* **TEXTABSCHNITT**
________________

Sonntag, Oktober 31, 2004

Anwalt (vor) der ersten Stunde in der EU

Gemäss Vorschlag der Kommission für einen Rahmenbeschluss des Rates über bestimmte Verfahrensrechte in Strafverfahren innerhalb der Europäischen Union hat jede verdächtige Person Anspruch auf einen Rechtsbeistand. Aus Begründungserwägung 55: "Es ist wichtig, dass ein Verdächtiger bereits über Rechtsbeistand verfügt, bevor er Fragen beantwortet und etwas sagt, ohne die rechtlichen Konsequenzen zu kennen und dies später bereut."

Freitag, Oktober 29, 2004

Abkommen Schweiz / EG ueber Betrugsbekaempfung

Die Kommission hat einen Vorschlag für einen Beschluss des Rates vorgelegt, der die Amts- und Rechtshilfe zwischen den Verwaltungs- und Justizbehoerden zwischen der EG und der Schweiz betrifft. Der Anwendungsbereich beschränkt sich auf indirekte Steuern, Subventionen und das öffentliche Beschaffungswesen. In diesen Bereichen werden Zwangsmassnahmen auch in der Amtshilfe möglich sein.

Donnerstag, Oktober 28, 2004

Keine Beschwerde gegen Hausdurchsuchungen

Auch das Bundesstrafgericht ist der Meinung, eine Hausdurchsuchung sei einer gerichtlichen Überprüfung nicht zugänglich (Entscheid vom 12.10.2004) . Dabei beruft sich die Beschwerdekammer ausgerechnet auf BGE 118 IV 67. Dieser Entscheid wurde dem EGMR vorgelegt, der einstimmig eine Verletzung von Art. 13 EMRK festgestellt hat (EGMR, Camenzind c. Schweiz).

Dienstag, Oktober 26, 2004

Verjaehrungseintritt zwischen Urteilsfällung und Urteilseröffnung?

________________

* **DATENABSCHNITT**
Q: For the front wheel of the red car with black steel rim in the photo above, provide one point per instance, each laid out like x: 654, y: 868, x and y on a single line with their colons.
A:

________________

* **AUFGABENLISTE**
**A)** Auf welche Bereiche beschränkt sich gemäß den Blogeinträgen zum Strafverfahrensrecht der Anwendungsbereich des Abkommens zwischen der Schweiz und der EG über Betrugsbekämpfung?
**B)** Setzen Sie die Blogeinträge zum Strafverfahrensrecht im Anschluss an ihre letzte Zeile fort.

* **LÖSUNGEN JE AUFGABE**
**A)** Auf indirekte Steuern, Subventionen und das öffentliche Beschaffungswesen.

**B)**
Aus einem zur Publikation vorgesehen Entscheid des Kassationshofs vom 20.09.2004: "Die Beurteilung, ob eine Straftat verjaehrt ist, kann der Richter nur bezogen auf den Zeitpunkt, in dem er seinen Entscheid trifft, vornehmen. Denn bei schriftlicher Eroeffnung weiss er zum Voraus nicht genau, wann dem Angeschuldigten das Urteil zugestellt wird. Dementsprechend koennte er unter Umstaenden gar nicht beurteilen, ob bei der schriftlichen Eroeffnung die Verjaehrung einer Straftat eingetreten waere, wenn auf diesen Zeitpunkt abgestellt werden muesste. Aus diesem Grund stellt die juengste Rechtsprechung auch bei der sog. retrospektiven Konkurrenz darauf ab, ob die nachtraeglich zu beurteilenden Taten begangen wurden, bevor das Urteil gefaellt und nicht bevor es eroeffnet wurde."

Samstag, Oktober 23, 2004

Ueberwachungsstatistik

Auf der Website des DBA UVEK .findet sich eine (wenig aussagekräftige) Statistik über die aktiven und rückwirkenden Ueberwachungsmassnahmen. Die rückwirkende Teilnehmeridentifikation hat sich seit 1998 verdoppelt, während sich die aktiven Ueberwachungen bei knapp 3,000 pro Jahr einzupendeln scheinen.

Donnerstag, Oktober 21, 2004

Das Image der Kantonspolizei Solothurn ...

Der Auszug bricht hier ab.